#### Exercise prompt:
Each line from the one containing "Task: pick out every instance of the neighbouring house" to the end of the records below should be restated word for word; please leave out all other lines.

Start of Source information

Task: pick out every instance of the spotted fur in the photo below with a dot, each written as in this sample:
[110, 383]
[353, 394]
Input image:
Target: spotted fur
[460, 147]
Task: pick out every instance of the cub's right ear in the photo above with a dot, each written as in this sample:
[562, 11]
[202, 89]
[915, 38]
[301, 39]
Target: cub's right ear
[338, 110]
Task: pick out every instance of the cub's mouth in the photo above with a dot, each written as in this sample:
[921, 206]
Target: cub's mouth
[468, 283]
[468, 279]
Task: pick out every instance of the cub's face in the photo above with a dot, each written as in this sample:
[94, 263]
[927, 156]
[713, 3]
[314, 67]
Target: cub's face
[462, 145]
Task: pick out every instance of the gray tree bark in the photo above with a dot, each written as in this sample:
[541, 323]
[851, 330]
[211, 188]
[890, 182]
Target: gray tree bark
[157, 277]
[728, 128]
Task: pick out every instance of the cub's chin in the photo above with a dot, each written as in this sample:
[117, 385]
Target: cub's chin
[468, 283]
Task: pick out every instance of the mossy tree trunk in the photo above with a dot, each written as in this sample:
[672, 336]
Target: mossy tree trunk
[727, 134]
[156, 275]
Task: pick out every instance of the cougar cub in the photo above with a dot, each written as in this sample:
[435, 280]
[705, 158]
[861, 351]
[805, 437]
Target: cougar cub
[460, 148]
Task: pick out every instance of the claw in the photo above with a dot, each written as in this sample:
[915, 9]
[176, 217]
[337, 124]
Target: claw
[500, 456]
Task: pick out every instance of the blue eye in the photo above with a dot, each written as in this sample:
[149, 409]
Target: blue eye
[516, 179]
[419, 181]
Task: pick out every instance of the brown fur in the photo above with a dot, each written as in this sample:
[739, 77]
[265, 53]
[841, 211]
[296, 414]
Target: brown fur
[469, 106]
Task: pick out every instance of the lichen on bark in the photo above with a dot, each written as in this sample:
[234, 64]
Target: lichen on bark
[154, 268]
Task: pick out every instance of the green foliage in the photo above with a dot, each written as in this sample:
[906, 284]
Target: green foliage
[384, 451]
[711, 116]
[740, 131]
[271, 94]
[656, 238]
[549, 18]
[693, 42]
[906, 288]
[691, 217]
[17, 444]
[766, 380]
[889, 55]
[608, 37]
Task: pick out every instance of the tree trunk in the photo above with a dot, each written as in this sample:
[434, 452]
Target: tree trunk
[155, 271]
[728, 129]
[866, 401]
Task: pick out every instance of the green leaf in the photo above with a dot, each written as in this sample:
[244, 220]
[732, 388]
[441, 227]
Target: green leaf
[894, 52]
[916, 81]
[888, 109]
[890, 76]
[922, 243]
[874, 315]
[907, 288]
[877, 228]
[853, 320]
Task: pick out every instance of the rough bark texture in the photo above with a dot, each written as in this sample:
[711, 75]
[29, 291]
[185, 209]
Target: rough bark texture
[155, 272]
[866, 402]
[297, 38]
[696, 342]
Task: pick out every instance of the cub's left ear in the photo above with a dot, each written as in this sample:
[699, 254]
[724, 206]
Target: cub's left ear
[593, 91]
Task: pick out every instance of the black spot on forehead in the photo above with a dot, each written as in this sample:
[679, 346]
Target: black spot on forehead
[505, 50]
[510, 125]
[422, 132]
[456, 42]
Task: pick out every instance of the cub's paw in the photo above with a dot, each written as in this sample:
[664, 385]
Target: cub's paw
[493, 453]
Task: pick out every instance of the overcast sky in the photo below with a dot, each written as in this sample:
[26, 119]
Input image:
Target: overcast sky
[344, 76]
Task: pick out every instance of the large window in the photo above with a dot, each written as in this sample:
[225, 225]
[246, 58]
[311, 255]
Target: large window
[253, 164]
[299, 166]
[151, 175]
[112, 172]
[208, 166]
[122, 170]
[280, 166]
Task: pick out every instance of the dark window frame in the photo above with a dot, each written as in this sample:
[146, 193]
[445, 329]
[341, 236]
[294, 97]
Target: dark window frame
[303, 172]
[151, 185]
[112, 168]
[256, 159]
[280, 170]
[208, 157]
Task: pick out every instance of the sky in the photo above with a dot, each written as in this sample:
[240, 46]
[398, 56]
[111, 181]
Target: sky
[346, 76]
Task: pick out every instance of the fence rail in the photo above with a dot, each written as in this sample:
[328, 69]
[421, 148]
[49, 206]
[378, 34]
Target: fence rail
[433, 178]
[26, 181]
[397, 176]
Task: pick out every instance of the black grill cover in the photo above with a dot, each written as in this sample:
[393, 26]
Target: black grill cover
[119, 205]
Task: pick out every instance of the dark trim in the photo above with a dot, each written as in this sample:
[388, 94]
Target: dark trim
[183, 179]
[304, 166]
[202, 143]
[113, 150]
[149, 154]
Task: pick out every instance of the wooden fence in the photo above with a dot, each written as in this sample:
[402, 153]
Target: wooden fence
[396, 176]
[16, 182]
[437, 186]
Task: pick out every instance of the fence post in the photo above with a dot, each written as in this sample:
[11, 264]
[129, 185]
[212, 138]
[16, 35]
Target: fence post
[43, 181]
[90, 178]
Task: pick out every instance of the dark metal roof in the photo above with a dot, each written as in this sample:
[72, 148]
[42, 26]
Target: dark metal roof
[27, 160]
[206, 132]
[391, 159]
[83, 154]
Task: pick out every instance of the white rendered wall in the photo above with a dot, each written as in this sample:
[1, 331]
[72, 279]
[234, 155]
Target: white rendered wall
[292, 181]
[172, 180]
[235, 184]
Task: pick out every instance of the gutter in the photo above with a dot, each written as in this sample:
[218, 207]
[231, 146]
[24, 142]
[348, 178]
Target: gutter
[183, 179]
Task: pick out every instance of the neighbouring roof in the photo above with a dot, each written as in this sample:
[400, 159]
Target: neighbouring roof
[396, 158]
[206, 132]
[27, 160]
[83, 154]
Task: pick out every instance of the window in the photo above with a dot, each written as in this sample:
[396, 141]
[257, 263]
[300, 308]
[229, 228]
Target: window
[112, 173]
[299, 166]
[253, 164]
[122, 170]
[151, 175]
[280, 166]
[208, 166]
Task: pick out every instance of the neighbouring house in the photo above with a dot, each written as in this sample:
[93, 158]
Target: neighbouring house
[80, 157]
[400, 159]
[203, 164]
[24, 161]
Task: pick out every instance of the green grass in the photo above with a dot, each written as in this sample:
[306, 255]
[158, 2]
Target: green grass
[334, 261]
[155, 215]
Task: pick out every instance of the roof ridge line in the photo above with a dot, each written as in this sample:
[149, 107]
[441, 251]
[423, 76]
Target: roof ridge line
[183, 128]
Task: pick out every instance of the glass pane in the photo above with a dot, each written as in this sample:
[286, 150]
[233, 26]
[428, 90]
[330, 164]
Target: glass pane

End of Source information

#### Exercise result:
Task: pick out every instance of the neighbouring house in the photo above with a dot, each written as in this sample:
[93, 158]
Target: neighbouring house
[80, 157]
[400, 159]
[203, 164]
[24, 161]
Task: pick out every instance of the green grass in the photo above with a dot, each written as in this sample:
[306, 255]
[158, 2]
Target: green grass
[334, 261]
[155, 215]
Task: pick out every instance of the roof ridge line in the photo above with a dot, each written as in this sample:
[149, 107]
[441, 251]
[423, 76]
Target: roof ridge line
[183, 128]
Task: pick out every instance of the glass pane in the photo above with a dot, each written as in this sample:
[286, 150]
[233, 26]
[428, 90]
[330, 164]
Target: glass pane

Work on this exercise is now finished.